■ ENUNCIADO DA TAREFA
Transcreva na íntegra e sem nenhuma alteração o trecho sobre a fila de espera por vagas em creches e pré-escolas em Goiás.

■ TRECHO APRESENTADO
§ §
*Com a colaboração de Cilas Gontijo

Com a responsabilidade dos municípios, Goiás enfrenta um dos maiores desafios da década na educação infantil. Um levantamento realizado pelo Ministério Público de Contas e pela Coordenadoria de Educação do Tribunal de Contas dos Municípios (Coeduc – TCM-GO), revela que 45.976 crianças estão na fila de espera por vagas em creches e pré-escolas em 109 municípios goianos.

Para entender os caminhos possíveis para enfrentar esse déficit, o Jornal Opção entrevistou, nesta quarta-feira, 29, o conselheiro do TCM-GO, Fabrício Motta, supervisor da COEDUC e coordenador do Gabinete de Articulação para a Efetividade da Política da Educação de Goiás (Gaepe-GO).

O conselheiro do TCM-GO, Fabrício Motta | Foto: Divulgação

Segundo o estudo, seriam necessárias 396 novas creches e a ampliação de outras 23 unidades para atender à demanda reprimida. O custo total estimado para essas construções, com base nos valores de 2025 do Fundo Nacional de Desenvolvimento da Educação (FNDE), é de R$ 2.179.337.086,43. Embora não represente um investimento já aprovado, o levantamento serve como referência técnica para dimensionar o tamanho do desafio enfrentado pelos municípios goianos.
§ §
■ LINHAS
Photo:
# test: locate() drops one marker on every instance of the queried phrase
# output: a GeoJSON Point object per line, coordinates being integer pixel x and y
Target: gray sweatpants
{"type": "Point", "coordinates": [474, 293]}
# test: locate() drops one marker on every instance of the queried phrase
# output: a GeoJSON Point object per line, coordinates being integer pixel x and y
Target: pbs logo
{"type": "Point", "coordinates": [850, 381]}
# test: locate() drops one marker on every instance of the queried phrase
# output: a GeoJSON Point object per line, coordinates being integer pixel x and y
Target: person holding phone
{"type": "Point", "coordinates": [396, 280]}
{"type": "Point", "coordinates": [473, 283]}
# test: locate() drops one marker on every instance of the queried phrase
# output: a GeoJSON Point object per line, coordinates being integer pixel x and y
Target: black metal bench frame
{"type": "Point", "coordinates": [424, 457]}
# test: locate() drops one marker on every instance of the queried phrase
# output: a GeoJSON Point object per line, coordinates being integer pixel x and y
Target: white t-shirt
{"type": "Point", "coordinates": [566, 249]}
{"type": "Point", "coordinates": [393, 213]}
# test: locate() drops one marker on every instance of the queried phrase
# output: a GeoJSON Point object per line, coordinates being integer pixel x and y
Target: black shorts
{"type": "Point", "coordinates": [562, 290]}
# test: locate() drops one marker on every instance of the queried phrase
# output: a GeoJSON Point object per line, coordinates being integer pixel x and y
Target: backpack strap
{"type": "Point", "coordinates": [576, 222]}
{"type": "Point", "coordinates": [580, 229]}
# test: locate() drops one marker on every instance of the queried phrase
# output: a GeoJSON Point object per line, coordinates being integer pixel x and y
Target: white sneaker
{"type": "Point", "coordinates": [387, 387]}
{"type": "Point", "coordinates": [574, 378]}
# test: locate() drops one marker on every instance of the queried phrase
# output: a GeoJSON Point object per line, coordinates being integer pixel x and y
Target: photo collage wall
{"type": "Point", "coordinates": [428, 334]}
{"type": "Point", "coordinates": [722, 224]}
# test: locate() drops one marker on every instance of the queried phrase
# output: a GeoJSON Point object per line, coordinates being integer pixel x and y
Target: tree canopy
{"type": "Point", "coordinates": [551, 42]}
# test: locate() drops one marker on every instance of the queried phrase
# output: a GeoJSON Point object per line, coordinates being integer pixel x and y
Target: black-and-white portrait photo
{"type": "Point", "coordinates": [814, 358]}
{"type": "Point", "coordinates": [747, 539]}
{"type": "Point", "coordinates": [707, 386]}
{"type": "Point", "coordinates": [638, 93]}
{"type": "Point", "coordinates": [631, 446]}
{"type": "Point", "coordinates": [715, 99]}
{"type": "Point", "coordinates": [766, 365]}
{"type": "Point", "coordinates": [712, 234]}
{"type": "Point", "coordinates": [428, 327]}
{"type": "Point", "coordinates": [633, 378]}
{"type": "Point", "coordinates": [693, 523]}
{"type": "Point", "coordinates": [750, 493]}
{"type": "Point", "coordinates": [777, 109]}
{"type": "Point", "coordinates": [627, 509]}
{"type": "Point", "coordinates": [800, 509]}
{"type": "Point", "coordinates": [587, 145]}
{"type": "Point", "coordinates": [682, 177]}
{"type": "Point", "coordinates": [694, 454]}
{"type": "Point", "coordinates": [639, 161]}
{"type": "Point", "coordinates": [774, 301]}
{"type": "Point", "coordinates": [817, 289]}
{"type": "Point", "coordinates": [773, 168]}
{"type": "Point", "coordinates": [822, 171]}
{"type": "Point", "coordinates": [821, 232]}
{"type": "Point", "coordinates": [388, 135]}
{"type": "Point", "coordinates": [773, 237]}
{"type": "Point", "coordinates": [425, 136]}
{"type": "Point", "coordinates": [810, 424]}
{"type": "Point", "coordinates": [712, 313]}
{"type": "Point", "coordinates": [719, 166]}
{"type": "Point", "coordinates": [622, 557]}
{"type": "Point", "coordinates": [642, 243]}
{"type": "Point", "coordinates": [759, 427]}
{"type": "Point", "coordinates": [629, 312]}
§ §
■ RESULTADO DA TAREFA
*Com a colaboração de Cilas Gontijo

Com a responsabilidade dos municípios, Goiás enfrenta um dos maiores desafios da década na educação infantil. Um levantamento realizado pelo Ministério Público de Contas e pela Coordenadoria de Educação do Tribunal de Contas dos Municípios (Coeduc – TCM-GO), revela que 45.976 crianças estão na fila de espera por vagas em creches e pré-escolas em 109 municípios goianos.

Para entender os caminhos possíveis para enfrentar esse déficit, o Jornal Opção entrevistou, nesta quarta-feira, 29, o conselheiro do TCM-GO, Fabrício Motta, supervisor da COEDUC e coordenador do Gabinete de Articulação para a Efetividade da Política da Educação de Goiás (Gaepe-GO).

O conselheiro do TCM-GO, Fabrício Motta | Foto: Divulgação

Segundo o estudo, seriam necessárias 396 novas creches e a ampliação de outras 23 unidades para atender à demanda reprimida. O custo total estimado para essas construções, com base nos valores de 2025 do Fundo Nacional de Desenvolvimento da Educação (FNDE), é de R$ 2.179.337.086,43. Embora não represente um investimento já aprovado, o levantamento serve como referência técnica para dimensionar o tamanho do desafio enfrentado pelos municípios goianos.